Directive A —
For each statement below, state whether it agrees with the text on Sondheim's Saturday Night, answering yes or no and quoting the deciding words of the text. (i) Saturday Night had its off-Broadway premiere in 1980. (ii) Sondheim says he has revised the lyrics to correct the missed accents. (iii) Sondheim was 30 years old when he turned Front Porch in Flatbush into a musical.

42nd Street Moon, in the business of “presenting classic and rarely performed musical works,” is fulfilling the second part of its dual mission by producing Stephen Sondheim’s Saturday Night. It is a musical that’s not a classic, but definitely interesting and certainly “rarely performed.”
The greatest living author of musicals was an unknown but brilliantly promising 23-year-old in 1953, already the author of theater and TV scripts, when he turned Julius and Philip Epstein’s Front Porch in Flatbush into a musical. It was to open on Broadway in the 1954–1955 season, but the death of the producer prevented it, and the off-Broadway premiere had to wait until 1980.
Whatever Sondheim’s feelings might have been at the time, he looks back at the missed Broadway debut calmly and does not wish to fix it up:
“I don’t have any emotional reaction to Saturday Night at all except fondness. It’s not bad stuff for a 23-year-old. There are some things that embarrass me so much in the lyrics — the missed accents, the obvious jokes. But I decided, leave it. It’s my baby pictures. You don’t touch up a baby picture — you’re a baby!”

Directive B —
In the rows, begin at the line that has "Confirm that each instance of the microphone" and stop after the line that has "[[503, 209], [727, 199], [242, 175], [144, 184], [361, 198]]". Substitute "Object" for "Target" in those lines, change nothing else, and return only those lines.

Items listed in a dataset
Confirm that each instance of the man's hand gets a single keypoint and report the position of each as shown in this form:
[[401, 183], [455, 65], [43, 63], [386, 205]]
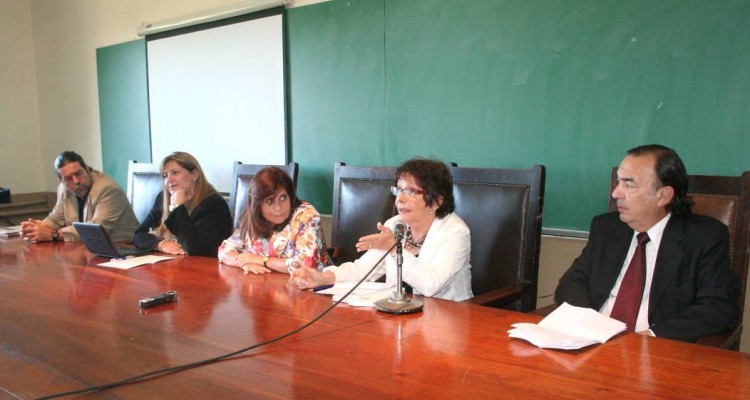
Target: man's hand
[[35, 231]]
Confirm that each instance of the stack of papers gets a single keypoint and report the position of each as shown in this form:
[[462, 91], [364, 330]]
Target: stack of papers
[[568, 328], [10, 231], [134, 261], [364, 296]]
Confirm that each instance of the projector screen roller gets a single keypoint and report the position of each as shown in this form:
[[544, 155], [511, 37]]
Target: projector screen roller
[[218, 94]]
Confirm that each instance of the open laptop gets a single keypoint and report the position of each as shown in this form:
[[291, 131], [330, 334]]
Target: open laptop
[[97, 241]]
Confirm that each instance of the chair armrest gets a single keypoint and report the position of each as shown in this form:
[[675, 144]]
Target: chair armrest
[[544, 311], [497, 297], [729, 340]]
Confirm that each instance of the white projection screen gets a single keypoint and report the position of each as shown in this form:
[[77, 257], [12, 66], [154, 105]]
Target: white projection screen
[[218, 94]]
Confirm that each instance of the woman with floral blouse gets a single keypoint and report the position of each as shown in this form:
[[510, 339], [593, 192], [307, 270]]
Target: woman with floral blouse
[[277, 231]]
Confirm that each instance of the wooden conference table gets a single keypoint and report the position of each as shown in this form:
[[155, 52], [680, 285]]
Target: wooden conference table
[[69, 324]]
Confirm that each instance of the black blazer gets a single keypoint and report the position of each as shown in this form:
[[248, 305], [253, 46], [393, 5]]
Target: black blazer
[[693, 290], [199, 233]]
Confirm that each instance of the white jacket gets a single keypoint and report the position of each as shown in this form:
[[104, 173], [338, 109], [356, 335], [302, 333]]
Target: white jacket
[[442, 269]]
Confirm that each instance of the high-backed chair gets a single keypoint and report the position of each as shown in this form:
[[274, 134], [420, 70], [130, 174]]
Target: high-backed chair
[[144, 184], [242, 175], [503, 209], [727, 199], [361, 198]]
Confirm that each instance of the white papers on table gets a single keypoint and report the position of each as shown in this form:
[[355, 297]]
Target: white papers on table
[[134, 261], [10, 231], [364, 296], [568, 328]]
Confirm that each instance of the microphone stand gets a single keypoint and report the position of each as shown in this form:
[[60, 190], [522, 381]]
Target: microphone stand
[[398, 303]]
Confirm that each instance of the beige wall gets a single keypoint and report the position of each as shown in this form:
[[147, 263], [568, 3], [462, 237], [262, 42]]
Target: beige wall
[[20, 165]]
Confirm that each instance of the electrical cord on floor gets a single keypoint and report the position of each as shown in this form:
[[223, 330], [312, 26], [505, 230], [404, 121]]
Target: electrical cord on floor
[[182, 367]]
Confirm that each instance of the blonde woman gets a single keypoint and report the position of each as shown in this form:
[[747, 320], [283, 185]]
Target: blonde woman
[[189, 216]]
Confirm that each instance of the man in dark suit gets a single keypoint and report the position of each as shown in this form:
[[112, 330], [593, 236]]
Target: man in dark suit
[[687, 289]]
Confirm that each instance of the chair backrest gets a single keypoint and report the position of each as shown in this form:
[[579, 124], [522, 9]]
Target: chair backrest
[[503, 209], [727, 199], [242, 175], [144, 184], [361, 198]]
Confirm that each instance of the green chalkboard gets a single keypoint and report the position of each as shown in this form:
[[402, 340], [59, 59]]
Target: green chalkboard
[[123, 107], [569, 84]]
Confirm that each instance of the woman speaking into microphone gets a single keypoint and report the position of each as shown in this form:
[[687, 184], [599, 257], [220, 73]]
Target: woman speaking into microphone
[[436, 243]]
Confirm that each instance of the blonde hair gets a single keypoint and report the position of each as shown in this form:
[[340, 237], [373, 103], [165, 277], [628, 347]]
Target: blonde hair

Task solution A —
(i) Yes: "the off-Broadway premiere had to wait until 1980."
(ii) No: "But I decided, leave it."
(iii) No: "an unknown but brilliantly promising 23-year-old in 1953"

Task solution B —
Confirm that each instance of the microphone stand gets a single keypoint and report the position of each as shown in this form:
[[60, 190], [522, 381]]
Object: microphone stand
[[398, 303]]
Confirm that each instance of the beige wall gets a single keypoint and report the position of each as shown in this form:
[[147, 263], [568, 3], [462, 237], [262, 42]]
Object: beige wall
[[20, 165]]
Confirm that each instance of the electrical cord on floor gets a single keypoint and report the position of each as shown in this form:
[[223, 330], [312, 26], [505, 230], [404, 121]]
Object: electrical cord on floor
[[182, 367]]
Confirm that each instance of the blonde woman gets a single keypoint and report the position of each as shown in this form:
[[747, 320], [283, 185]]
Object: blonde woman
[[189, 216]]
Confirm that each instance of the man in dark suit gets a single keypoint and report the position of each as shown in this form:
[[112, 330], [593, 236]]
Object: man in dark suit
[[687, 289]]
Confirm that each instance of the chair backrest gets a single keypoint and report the position of each as shown in this form:
[[579, 124], [522, 9]]
Object: chair backrest
[[503, 209], [727, 199], [242, 175], [144, 184], [361, 198]]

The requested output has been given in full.